** Task goal **
Each of the records below must be reproduced verbatim.

┌──

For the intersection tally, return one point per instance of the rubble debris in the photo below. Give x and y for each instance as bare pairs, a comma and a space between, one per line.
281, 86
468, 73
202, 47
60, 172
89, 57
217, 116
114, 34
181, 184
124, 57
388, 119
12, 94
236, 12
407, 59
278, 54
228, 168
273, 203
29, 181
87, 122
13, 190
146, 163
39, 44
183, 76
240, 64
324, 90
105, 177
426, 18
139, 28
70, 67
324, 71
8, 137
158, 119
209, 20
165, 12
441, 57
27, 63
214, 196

└──

** Solution to this problem **
For the intersection tally, return one point per instance of the rubble debris in the photo below. Give x and y for each instance as bare pairs, a comma and a space between, one per line.
281, 86
468, 73
202, 47
60, 172
89, 57
217, 116
114, 34
181, 184
124, 57
388, 119
12, 94
236, 12
407, 59
278, 54
228, 168
273, 203
29, 181
87, 122
13, 190
146, 163
39, 44
183, 76
240, 64
324, 90
105, 177
426, 18
139, 28
70, 67
324, 71
8, 137
158, 119
209, 20
165, 12
441, 57
27, 63
214, 196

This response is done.